-- Source data follows --

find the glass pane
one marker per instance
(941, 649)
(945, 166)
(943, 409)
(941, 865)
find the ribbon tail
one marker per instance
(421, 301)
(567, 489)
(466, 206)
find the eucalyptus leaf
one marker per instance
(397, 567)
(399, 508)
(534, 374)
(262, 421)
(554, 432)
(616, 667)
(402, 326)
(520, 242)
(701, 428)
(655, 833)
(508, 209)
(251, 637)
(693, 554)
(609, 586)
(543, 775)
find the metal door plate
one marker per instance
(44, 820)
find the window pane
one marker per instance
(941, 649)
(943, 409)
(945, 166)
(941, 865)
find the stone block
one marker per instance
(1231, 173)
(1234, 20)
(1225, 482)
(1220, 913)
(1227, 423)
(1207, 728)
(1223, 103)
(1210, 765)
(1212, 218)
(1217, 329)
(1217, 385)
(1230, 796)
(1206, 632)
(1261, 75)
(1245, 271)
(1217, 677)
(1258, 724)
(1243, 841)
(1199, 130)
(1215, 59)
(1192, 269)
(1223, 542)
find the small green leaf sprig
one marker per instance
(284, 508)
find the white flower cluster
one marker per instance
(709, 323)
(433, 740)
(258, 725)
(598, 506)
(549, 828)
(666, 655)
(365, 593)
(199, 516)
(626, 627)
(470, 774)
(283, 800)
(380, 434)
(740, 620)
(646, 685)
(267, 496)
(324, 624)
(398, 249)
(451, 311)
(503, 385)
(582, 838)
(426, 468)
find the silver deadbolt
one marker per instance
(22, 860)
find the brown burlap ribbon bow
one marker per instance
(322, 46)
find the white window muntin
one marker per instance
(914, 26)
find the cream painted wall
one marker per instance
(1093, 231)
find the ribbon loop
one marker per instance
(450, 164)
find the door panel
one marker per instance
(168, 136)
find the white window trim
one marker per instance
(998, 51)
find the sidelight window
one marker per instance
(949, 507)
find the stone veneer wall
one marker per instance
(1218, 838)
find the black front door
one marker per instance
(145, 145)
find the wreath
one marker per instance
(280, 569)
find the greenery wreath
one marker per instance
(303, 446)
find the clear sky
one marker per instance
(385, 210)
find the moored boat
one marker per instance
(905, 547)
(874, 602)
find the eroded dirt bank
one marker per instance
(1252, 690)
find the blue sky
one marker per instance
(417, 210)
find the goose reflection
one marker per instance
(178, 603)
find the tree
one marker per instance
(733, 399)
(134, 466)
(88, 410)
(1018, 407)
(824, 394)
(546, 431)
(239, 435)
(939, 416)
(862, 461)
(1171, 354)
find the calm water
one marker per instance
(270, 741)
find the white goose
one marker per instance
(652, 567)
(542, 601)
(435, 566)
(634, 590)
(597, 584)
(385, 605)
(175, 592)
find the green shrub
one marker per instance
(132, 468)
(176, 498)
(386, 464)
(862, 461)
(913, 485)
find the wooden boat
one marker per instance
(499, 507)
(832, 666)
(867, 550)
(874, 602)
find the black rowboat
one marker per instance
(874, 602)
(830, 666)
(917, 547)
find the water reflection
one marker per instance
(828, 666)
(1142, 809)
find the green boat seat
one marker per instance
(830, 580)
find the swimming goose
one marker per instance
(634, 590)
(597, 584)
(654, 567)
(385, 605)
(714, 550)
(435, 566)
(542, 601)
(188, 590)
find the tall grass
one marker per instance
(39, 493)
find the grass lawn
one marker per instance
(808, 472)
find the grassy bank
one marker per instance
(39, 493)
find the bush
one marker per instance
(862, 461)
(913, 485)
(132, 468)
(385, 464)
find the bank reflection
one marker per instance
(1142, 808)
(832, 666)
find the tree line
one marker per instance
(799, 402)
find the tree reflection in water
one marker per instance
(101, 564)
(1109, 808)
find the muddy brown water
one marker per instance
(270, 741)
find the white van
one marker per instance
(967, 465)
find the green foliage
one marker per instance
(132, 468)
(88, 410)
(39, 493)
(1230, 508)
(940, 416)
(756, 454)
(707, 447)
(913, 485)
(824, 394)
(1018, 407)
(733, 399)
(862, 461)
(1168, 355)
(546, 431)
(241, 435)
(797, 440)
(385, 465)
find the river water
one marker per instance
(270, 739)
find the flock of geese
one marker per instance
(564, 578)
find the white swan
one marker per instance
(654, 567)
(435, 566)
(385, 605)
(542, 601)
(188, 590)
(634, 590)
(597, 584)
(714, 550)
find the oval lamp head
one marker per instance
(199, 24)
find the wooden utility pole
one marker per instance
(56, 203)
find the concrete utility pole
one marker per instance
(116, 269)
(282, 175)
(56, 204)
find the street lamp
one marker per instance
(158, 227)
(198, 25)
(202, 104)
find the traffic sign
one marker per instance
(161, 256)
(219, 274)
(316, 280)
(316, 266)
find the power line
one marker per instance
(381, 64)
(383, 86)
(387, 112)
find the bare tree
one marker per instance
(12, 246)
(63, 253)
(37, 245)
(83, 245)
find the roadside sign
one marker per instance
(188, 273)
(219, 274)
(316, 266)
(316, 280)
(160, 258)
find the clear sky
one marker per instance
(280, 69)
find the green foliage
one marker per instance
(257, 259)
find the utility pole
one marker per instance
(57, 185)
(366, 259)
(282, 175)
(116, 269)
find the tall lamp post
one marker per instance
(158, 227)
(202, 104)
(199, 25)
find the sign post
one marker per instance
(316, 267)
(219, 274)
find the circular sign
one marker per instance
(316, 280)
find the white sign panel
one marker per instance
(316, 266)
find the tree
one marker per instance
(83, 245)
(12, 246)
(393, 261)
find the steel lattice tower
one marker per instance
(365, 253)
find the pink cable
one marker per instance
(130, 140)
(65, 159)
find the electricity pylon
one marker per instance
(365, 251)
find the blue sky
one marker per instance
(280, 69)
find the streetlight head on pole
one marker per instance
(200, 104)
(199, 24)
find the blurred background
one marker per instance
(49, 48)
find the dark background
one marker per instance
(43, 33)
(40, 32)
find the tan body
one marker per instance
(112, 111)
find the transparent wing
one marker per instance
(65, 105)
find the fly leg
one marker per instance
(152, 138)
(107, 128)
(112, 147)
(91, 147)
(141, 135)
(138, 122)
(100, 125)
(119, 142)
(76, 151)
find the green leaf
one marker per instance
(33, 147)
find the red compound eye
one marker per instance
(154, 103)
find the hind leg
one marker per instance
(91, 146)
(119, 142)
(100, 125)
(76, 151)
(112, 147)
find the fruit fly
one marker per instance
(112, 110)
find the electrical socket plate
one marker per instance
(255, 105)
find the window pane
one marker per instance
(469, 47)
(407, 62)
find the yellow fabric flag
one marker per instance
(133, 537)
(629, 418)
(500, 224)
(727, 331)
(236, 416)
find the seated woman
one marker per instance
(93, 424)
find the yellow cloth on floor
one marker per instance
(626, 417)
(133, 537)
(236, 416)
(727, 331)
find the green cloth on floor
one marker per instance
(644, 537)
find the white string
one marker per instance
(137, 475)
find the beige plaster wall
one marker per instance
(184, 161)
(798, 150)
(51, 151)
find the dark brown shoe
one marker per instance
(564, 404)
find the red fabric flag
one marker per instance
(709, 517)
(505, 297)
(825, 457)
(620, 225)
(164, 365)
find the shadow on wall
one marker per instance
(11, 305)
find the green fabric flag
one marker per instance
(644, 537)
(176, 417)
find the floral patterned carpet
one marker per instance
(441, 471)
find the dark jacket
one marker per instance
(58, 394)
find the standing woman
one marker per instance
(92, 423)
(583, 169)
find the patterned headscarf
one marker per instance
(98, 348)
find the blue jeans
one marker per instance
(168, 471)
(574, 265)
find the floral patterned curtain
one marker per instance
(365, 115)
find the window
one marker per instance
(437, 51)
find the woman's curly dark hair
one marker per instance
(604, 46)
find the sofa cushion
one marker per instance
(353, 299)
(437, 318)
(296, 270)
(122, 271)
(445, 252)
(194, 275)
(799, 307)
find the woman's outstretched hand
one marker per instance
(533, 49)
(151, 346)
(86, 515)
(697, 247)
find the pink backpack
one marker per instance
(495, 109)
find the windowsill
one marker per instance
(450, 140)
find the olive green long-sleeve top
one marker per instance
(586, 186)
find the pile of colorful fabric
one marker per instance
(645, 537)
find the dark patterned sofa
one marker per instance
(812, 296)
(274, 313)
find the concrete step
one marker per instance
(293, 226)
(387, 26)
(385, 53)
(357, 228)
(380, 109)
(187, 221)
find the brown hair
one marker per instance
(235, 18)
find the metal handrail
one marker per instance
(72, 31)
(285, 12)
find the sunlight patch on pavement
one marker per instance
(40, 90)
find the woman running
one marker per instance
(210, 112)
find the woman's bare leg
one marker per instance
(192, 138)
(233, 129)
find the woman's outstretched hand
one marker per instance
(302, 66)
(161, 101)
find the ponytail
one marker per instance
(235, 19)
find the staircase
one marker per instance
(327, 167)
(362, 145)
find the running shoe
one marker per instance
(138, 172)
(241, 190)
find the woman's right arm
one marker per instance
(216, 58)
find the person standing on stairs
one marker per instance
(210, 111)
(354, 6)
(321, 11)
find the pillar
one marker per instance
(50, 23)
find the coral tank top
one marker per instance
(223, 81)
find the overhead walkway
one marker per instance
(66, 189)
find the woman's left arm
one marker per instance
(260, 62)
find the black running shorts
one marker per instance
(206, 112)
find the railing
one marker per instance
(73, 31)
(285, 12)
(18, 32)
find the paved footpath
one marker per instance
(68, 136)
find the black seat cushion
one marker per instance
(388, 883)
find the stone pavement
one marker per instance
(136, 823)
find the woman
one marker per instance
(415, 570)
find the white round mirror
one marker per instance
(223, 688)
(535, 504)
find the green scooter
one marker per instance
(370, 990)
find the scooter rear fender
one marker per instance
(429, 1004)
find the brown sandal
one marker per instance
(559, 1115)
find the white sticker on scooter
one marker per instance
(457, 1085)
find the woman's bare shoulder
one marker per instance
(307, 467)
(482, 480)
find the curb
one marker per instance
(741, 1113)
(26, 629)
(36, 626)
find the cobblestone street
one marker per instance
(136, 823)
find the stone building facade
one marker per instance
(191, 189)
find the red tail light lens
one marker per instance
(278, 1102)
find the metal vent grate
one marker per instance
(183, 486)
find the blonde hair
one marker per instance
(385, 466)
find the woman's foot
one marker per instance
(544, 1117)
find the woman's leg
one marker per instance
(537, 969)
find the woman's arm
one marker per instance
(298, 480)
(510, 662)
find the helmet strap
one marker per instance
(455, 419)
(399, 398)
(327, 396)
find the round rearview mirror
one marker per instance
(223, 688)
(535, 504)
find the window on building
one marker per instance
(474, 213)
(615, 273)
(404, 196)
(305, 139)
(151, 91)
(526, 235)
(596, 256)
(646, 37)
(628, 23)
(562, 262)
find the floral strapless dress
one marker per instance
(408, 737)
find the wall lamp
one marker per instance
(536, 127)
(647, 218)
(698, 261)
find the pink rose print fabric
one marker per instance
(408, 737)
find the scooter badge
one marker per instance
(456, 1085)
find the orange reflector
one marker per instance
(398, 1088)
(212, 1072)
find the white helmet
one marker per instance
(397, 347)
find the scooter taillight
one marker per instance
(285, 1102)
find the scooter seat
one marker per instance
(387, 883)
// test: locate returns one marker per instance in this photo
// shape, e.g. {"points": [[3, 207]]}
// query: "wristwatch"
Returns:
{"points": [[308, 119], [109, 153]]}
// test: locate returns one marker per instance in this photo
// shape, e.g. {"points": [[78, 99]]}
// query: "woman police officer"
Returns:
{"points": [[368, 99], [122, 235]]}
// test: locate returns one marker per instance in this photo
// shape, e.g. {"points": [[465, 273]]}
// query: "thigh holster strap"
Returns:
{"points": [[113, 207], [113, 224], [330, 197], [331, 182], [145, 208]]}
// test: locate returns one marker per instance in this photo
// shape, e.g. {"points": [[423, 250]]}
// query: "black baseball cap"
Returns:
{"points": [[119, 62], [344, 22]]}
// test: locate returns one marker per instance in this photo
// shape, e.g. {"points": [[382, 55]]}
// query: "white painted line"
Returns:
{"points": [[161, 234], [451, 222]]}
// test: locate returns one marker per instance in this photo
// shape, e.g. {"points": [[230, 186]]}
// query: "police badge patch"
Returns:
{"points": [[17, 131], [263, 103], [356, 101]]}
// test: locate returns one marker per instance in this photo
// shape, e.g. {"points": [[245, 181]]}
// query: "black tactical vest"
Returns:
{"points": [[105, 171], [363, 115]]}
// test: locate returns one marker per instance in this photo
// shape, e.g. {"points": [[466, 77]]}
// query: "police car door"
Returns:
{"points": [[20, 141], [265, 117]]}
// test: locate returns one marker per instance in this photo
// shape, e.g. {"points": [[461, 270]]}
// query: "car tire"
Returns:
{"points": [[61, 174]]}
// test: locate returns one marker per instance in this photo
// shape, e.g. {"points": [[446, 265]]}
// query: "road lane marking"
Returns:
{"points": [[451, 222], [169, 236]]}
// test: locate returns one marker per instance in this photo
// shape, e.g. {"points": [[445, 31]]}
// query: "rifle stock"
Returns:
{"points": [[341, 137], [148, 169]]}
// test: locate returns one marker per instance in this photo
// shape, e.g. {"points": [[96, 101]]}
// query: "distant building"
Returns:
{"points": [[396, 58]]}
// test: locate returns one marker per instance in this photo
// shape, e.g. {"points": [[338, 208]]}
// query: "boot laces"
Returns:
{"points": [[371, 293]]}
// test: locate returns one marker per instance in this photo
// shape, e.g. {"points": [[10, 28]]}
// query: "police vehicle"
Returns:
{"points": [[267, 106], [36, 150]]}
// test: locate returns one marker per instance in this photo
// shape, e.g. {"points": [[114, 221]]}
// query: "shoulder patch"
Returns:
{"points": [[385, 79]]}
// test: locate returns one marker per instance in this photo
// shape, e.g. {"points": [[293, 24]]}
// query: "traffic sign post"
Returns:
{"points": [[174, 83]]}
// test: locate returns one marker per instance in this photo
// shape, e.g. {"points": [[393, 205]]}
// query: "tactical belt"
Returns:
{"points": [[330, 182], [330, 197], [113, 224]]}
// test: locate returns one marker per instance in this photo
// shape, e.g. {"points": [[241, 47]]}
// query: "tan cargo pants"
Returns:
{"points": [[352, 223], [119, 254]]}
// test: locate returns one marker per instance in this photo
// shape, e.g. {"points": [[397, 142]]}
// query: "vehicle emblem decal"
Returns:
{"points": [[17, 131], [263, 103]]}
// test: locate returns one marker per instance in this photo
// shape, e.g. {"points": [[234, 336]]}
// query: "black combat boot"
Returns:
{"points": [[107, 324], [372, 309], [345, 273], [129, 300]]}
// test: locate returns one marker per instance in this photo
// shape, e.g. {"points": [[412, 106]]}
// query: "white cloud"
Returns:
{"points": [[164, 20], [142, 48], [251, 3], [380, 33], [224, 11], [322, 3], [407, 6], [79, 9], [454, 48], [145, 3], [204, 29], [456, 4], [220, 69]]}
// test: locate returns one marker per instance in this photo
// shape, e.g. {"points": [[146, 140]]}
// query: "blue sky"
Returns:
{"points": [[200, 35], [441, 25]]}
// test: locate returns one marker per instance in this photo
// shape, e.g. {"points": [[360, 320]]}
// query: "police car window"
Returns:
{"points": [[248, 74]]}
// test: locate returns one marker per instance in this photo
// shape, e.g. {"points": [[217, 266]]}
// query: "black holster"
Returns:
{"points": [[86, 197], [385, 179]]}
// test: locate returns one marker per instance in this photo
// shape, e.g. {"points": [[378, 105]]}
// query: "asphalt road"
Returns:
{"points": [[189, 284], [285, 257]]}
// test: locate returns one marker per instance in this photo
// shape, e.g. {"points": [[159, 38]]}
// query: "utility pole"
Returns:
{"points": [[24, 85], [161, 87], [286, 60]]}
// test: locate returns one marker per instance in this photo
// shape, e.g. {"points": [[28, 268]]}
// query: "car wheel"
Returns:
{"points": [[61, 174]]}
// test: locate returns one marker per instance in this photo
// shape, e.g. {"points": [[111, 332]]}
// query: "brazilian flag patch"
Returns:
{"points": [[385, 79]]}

-- Source data concluded --

▸ **Your instructions**:
The number of lines in the entries holding the word "panel" is what is needed. Supply that number only.

▸ **Exercise output**:
2